=== Information shown ===
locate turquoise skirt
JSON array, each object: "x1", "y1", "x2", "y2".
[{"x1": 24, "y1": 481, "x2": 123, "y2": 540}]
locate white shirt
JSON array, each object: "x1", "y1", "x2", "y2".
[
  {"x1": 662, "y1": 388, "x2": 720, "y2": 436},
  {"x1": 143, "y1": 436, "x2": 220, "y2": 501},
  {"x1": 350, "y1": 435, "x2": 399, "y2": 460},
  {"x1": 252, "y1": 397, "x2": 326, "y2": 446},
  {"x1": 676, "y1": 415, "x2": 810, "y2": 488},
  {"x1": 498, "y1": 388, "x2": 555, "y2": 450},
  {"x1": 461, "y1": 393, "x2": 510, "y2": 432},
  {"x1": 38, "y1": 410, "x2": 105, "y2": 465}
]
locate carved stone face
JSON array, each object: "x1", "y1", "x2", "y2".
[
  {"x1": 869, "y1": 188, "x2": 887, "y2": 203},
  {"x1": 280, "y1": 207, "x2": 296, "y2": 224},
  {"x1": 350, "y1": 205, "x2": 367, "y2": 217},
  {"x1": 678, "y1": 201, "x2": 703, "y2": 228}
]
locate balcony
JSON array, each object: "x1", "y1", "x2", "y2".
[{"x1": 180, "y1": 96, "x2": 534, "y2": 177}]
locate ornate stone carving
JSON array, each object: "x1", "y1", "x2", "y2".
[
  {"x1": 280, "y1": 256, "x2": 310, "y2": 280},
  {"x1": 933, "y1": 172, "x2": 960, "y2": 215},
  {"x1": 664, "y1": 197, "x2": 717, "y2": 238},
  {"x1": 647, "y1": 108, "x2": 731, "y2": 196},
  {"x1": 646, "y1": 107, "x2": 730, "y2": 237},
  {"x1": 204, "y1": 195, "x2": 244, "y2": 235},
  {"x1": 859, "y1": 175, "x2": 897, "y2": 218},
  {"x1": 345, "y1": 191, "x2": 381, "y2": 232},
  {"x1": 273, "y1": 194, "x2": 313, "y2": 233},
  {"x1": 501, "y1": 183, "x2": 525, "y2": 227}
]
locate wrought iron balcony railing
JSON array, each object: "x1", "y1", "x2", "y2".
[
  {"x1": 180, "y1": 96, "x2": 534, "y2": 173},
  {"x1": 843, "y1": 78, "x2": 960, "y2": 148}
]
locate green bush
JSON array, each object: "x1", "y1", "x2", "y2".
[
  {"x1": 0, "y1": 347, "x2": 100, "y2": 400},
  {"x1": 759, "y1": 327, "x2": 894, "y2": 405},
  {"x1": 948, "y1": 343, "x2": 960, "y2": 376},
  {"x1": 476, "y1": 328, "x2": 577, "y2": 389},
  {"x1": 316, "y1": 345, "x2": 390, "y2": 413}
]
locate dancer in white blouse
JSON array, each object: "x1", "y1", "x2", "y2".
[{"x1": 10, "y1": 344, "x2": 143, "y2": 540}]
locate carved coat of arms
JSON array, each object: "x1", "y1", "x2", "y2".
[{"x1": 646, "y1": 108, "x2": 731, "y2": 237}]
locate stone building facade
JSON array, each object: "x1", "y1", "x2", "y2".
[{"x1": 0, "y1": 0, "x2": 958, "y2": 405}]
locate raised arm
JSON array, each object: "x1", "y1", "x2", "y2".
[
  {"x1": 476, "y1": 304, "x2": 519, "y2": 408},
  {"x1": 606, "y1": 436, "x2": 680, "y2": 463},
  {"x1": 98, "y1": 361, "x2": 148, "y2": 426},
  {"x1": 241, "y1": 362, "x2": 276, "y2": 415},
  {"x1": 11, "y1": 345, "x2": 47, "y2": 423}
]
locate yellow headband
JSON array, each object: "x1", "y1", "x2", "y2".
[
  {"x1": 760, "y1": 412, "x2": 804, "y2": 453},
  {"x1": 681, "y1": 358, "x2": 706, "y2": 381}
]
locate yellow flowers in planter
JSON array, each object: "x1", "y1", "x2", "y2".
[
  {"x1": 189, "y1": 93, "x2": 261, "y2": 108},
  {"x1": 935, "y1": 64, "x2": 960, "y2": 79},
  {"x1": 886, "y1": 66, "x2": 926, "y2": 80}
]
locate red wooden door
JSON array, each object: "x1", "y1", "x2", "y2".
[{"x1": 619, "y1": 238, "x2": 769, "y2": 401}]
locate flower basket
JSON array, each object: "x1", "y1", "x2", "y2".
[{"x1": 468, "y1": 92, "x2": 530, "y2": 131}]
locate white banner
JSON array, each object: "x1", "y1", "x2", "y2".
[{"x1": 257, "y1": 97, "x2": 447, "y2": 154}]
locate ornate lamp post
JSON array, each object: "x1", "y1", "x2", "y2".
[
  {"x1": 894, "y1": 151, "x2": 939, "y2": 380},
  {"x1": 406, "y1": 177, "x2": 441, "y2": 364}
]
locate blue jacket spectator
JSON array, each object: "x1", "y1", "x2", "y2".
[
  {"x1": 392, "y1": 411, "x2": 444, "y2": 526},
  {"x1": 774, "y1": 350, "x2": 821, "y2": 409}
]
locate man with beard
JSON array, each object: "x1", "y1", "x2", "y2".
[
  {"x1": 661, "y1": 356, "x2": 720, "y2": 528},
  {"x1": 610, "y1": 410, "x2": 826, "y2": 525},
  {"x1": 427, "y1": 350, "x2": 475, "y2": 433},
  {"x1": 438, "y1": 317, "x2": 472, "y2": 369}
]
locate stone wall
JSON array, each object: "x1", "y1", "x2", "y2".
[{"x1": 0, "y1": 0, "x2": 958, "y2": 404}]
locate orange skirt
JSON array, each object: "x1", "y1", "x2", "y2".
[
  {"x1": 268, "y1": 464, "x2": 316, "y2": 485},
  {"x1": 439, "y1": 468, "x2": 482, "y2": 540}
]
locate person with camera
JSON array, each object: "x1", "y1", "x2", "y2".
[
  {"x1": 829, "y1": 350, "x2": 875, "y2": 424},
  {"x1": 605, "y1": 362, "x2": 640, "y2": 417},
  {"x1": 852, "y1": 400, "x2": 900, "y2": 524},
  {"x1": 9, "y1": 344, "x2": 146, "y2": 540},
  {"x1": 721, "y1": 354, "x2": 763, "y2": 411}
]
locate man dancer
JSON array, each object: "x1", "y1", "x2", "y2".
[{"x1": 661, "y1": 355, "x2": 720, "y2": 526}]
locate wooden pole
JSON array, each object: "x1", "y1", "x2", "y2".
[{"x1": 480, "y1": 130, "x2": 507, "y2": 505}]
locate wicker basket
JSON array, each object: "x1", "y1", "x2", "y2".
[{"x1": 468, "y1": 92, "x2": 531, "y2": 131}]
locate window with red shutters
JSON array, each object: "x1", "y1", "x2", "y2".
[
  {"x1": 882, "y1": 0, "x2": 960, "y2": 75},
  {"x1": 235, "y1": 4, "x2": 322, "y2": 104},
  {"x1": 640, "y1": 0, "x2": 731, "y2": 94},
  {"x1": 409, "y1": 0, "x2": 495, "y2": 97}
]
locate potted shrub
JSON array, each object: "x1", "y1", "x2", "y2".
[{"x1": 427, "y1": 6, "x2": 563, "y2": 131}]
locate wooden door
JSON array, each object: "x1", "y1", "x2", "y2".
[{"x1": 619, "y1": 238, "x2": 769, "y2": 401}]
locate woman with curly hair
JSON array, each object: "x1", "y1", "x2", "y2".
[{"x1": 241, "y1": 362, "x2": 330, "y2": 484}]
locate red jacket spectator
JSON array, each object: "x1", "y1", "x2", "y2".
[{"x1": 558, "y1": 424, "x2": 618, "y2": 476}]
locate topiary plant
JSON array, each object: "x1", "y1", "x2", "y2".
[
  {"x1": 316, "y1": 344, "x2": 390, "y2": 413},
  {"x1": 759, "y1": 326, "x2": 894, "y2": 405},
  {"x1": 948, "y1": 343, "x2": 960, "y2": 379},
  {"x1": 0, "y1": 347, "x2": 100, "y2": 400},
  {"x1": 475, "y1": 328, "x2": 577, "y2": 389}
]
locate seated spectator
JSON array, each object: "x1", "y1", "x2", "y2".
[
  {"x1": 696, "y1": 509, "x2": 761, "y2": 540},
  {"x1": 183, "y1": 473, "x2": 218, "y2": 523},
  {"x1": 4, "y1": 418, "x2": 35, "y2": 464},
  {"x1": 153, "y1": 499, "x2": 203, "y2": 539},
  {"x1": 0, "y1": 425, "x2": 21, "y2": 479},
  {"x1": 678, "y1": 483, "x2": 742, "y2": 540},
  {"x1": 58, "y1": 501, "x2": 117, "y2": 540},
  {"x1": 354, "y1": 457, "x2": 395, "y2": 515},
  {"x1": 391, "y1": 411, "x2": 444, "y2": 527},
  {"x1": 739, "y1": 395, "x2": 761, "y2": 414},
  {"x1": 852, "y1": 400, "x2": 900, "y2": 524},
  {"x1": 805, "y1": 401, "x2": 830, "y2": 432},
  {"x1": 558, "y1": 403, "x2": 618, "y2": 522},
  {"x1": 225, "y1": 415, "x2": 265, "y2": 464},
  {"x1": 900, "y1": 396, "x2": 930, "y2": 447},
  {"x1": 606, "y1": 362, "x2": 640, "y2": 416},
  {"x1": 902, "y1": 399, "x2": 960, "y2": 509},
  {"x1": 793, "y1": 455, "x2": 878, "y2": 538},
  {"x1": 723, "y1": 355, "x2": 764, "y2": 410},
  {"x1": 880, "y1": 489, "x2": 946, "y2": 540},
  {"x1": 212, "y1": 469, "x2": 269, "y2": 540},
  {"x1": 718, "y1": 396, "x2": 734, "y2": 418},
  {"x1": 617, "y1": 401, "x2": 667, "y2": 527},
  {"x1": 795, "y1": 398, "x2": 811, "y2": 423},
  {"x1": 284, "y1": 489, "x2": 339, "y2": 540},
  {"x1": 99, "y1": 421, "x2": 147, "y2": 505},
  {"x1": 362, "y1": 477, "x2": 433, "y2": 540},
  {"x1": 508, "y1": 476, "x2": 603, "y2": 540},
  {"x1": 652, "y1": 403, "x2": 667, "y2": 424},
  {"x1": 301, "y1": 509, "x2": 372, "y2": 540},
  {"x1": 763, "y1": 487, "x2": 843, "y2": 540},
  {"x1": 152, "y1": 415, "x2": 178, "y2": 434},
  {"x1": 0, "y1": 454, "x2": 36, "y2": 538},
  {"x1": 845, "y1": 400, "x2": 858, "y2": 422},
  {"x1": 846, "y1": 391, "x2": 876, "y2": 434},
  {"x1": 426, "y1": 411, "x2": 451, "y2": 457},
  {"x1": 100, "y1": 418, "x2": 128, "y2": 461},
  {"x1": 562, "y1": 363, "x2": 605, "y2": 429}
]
===
→ Assignment: Reproduce each line from the data that has "white" in it.

→ Response area:
locate white shirt
locate dancer in white blouse
locate white banner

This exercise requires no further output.